### Required action 1
Repeat everything in the passage on metabolism and ATP from "Attached to the" down to "ADP (adenosine diphosphate).", word for word.
### Required action 2
Pick up the passage on metabolism and ATP energy storage where it ends, and keep writing it.

** Given text follows **

Metabolism cannot occur in a system which is in thermodynamic equilibrium (life attribute # 2 from an earlier section), because equilibrium states have no transfer of energy or chemicals. Therefore, energy storage is essential for such a self-sustaining system. Earth life has evolved two generic ways to accomplish this:

The ATP (adenosine triphosphate) molecule is a small molecule that resembles the nucleotide unit of RNA (see figure below and the earlier section on nucletoids).

Attached to the ribose sugar unit is a phosphate group. In ATP this group consists of three phosphate groups connected by high-energy phosphate bonds (one Phosphorous-Oxygen bond between the outer and the middle group, and one P-O bond between the middle and the inner group). Removing the outer phosphate group breaks one of these bonds and releases substantial amount of energy (31 kJ/mole of phosphate). The remaining molecule with only 2 phosphate groups is called ADP (adenosine diphosphate).

** End of Given text **
** Records shown follows **

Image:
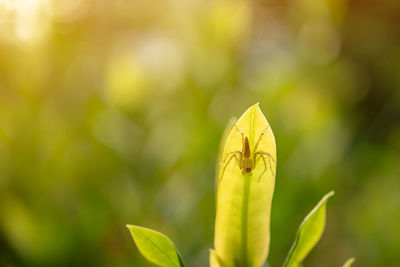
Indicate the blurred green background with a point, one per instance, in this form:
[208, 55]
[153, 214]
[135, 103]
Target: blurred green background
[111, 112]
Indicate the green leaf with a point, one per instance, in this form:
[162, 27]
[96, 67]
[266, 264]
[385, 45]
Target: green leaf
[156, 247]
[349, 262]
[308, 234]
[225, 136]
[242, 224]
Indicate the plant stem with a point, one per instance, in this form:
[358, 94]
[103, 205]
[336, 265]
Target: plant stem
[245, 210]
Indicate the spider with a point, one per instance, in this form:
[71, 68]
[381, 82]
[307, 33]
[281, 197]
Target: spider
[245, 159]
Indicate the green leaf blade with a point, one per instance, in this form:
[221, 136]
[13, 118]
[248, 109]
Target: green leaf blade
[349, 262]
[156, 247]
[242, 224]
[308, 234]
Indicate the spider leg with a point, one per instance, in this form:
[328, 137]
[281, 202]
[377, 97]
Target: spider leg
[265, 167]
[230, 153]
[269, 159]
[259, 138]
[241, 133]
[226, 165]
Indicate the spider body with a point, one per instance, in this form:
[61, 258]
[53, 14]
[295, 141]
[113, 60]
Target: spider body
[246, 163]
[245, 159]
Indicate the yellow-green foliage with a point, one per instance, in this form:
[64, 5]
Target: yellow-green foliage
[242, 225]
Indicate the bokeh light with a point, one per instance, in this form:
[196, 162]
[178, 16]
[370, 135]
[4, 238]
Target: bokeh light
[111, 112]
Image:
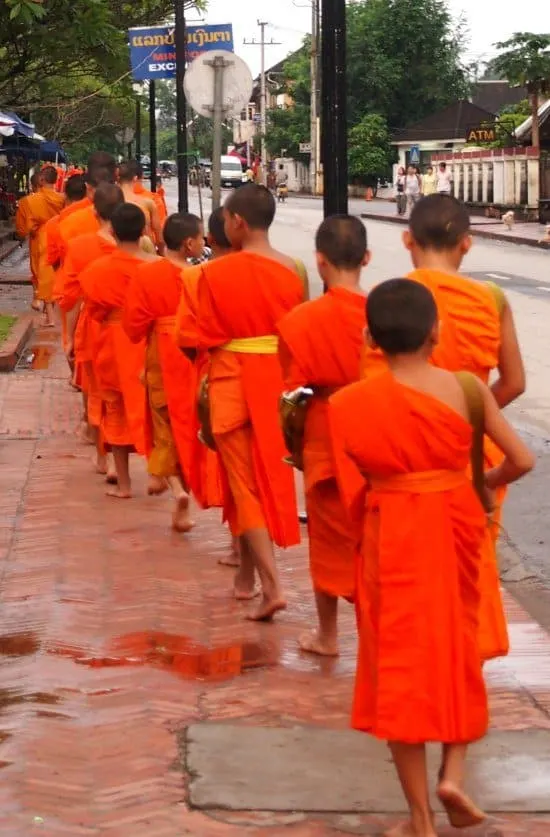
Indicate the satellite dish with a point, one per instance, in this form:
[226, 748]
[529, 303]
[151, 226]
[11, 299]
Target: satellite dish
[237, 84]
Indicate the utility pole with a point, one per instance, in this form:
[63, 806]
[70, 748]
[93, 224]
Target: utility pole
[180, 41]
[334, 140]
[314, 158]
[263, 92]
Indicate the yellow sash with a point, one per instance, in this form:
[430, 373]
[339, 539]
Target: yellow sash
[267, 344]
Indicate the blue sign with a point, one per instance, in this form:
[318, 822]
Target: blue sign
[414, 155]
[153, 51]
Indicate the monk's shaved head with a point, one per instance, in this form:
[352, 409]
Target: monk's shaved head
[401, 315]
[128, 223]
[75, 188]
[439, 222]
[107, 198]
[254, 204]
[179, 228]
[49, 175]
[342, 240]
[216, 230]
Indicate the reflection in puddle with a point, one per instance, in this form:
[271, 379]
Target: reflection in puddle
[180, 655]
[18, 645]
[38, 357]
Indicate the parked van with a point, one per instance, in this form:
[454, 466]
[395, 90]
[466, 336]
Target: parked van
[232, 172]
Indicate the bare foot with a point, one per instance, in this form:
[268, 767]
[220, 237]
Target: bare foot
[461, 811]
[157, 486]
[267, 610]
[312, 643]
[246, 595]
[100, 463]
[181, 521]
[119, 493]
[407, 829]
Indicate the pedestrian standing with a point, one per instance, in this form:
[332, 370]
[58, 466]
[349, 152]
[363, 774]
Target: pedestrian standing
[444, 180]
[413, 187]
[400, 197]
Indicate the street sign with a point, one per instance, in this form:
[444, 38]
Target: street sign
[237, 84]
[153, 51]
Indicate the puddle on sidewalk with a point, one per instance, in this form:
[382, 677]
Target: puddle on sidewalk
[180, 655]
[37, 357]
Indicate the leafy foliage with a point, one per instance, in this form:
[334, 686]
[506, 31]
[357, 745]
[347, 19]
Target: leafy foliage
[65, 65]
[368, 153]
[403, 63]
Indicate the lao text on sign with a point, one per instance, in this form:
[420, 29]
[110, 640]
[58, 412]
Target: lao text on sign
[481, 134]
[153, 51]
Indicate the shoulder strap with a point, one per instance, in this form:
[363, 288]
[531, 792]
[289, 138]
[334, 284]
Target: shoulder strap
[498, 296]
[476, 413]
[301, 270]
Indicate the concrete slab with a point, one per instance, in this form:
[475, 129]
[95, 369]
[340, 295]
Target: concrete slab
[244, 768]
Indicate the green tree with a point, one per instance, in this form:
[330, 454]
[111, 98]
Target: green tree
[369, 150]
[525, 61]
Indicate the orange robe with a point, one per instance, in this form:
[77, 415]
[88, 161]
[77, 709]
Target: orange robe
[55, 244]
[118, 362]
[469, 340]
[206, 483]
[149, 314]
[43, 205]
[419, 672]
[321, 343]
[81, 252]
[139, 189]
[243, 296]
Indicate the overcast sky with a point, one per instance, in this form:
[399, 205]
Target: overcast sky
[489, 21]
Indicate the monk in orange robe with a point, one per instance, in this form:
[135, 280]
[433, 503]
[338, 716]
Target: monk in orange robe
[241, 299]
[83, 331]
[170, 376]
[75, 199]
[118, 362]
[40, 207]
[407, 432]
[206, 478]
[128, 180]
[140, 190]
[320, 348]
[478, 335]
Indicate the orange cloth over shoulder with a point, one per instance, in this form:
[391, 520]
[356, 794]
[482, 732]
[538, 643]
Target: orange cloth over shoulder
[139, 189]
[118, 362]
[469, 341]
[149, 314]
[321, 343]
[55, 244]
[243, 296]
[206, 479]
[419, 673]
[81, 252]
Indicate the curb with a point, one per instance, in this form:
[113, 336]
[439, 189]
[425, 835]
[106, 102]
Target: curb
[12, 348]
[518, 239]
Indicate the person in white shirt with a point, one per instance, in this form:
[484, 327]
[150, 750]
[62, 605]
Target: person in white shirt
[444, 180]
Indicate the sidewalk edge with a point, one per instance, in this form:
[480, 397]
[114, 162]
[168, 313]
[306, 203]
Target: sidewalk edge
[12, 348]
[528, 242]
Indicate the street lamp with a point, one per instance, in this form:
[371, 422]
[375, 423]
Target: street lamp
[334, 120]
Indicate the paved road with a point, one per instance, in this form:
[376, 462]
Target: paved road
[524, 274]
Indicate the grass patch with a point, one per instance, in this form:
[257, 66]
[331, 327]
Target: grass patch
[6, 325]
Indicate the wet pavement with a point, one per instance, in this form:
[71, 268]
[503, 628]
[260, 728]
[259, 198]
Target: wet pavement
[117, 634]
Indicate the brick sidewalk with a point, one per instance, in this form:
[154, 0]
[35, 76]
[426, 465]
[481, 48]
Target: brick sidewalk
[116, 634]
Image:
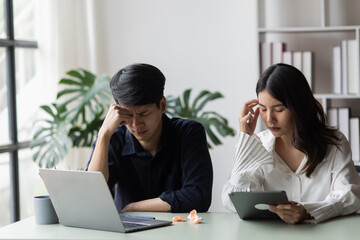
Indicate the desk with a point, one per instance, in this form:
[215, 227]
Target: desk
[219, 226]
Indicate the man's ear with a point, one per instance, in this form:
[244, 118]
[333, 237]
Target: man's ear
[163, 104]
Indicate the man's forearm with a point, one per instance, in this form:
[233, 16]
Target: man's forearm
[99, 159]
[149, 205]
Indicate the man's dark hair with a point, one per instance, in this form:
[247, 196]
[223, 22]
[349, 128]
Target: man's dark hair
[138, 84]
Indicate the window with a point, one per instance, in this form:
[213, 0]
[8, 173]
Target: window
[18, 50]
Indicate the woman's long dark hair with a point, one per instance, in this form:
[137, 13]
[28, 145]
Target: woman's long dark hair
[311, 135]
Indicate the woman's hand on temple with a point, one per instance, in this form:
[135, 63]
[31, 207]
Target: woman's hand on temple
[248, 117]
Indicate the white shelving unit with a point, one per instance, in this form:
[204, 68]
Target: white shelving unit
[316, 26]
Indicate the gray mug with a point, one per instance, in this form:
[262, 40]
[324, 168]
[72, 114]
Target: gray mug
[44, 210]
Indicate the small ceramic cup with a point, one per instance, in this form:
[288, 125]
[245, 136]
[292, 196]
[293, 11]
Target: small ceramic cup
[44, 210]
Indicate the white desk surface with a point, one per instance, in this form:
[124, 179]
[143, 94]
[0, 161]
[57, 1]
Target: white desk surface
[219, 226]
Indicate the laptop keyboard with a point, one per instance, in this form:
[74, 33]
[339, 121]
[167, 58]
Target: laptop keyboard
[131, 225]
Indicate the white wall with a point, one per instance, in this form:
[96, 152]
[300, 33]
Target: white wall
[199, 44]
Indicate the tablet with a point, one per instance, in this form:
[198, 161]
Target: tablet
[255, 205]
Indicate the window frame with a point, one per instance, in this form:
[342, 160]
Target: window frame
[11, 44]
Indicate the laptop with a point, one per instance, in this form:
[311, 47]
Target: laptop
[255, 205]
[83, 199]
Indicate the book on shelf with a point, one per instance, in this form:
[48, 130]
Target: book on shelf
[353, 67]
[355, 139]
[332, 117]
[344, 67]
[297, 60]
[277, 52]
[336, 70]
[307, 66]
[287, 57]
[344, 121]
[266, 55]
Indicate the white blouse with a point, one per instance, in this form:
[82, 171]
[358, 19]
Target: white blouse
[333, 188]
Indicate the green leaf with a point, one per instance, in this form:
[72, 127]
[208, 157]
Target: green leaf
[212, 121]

** End of Records shown **

### Exercise output 1
Attached to the ribose sugar unit is a phosphate group. In ATP this group consists of three phosphate groups connected by high-energy phosphate bonds (one Phosphorous-Oxygen bond between the outer and the middle group, and one P-O bond between the middle and the inner group). Removing the outer phosphate group breaks one of these bonds and releases substantial amount of energy (31 kJ/mole of phosphate). The remaining molecule with only 2 phosphate groups is called ADP (adenosine diphosphate).

### Exercise output 2
The formation of ATP from ADP is a convenient way to store energy. In the example of photosynthesis, the energy from sunlight is captured and through a chain of chemical reactions generates ATP. The phosphate bond that is formed in the conversion of ADP to ATP is the result of a dehydration reaction: H and OH are removed from the molecule and together form water. It takes energy to remove the water and bond the phosphate to the ADP molecule. The generated bond "stores" that energy. When that bond is later broken, the energy can be harnessed. This energy is then spent on other metabolic processes, such as protein synthesis, membrane repair, or DNA replication. All life on Earth shares this core metabolism, one aspect of the unity of Earth biochemistry which is quite remarkable.

The proper functioning of the complex networks and cycles of metabolic reactions require control of the rates, often speeding rates up, sometimes the opposite. This is accomplished by catalysts - chemical entities that speed up the rate of a chemical reaction, but survive the reaction unchanged. Proteins that play the role of catalysts in living systems are known as enzymes.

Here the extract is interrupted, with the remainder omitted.